MATERIAL:
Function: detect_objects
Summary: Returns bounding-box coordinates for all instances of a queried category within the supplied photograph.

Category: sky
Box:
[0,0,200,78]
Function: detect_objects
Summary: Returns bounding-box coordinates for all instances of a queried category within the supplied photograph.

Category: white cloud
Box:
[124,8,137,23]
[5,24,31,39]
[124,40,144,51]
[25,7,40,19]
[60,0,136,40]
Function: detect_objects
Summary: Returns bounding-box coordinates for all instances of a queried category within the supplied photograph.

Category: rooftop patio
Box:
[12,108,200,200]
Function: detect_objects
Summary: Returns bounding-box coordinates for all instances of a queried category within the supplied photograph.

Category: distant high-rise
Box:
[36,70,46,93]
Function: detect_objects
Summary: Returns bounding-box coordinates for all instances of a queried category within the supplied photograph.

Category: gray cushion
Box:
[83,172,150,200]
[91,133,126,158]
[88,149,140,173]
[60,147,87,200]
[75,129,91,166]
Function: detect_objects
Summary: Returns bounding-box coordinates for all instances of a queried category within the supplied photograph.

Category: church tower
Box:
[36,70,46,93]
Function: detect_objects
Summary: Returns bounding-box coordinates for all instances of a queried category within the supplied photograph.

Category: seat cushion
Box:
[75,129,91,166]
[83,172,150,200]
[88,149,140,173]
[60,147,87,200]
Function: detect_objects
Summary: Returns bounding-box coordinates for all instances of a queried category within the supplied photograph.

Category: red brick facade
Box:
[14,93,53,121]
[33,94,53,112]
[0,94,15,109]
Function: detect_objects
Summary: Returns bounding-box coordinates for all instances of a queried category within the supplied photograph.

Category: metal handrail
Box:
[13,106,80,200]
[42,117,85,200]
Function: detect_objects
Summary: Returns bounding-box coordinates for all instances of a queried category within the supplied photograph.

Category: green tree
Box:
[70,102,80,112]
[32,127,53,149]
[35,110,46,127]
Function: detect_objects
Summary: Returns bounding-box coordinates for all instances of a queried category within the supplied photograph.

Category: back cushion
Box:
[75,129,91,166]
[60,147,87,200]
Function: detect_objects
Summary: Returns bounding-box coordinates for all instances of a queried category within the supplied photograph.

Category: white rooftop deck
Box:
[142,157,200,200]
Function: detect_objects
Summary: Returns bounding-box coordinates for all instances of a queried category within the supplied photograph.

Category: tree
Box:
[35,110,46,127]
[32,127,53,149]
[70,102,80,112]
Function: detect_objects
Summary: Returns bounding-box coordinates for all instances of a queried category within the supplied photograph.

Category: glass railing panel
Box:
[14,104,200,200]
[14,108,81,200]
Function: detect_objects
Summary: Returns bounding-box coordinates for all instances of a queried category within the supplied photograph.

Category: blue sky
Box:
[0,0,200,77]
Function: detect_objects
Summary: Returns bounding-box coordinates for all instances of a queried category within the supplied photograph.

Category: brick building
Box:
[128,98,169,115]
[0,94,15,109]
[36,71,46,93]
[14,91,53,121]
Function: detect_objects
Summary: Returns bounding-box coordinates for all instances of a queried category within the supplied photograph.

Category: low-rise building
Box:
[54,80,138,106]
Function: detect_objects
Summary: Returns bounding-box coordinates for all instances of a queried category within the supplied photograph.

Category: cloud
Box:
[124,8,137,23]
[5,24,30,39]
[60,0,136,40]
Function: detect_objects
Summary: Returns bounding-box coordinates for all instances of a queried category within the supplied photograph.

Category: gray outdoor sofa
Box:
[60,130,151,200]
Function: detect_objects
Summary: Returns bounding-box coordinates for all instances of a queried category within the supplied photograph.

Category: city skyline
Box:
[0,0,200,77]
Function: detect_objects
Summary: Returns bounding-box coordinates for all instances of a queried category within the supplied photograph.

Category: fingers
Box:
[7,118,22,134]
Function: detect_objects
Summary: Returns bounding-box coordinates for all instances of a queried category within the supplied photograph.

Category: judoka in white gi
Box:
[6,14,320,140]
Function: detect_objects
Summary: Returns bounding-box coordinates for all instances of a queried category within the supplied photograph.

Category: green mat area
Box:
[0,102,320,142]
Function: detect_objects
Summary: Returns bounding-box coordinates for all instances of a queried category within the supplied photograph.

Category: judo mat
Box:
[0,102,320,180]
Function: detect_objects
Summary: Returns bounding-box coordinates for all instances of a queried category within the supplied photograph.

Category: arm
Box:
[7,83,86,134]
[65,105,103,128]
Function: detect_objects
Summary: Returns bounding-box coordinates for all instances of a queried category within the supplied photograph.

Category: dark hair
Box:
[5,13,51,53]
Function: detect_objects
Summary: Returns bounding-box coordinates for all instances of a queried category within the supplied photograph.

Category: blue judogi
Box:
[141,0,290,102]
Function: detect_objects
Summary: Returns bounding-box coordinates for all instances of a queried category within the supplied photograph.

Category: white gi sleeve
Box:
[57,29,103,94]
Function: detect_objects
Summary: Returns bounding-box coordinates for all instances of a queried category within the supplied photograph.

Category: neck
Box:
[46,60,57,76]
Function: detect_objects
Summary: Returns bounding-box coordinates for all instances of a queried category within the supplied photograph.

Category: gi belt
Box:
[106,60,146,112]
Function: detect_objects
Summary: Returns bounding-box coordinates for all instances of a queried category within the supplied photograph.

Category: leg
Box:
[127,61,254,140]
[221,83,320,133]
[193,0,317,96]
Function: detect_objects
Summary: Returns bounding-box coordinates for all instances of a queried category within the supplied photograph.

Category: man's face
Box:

DIRECTIONS FOR THIS TASK: Show every line of the rows above that contains the string "green", copying each line in full. Case counts.

EXERCISE ANSWER:
Category: green tree
Category: green mat area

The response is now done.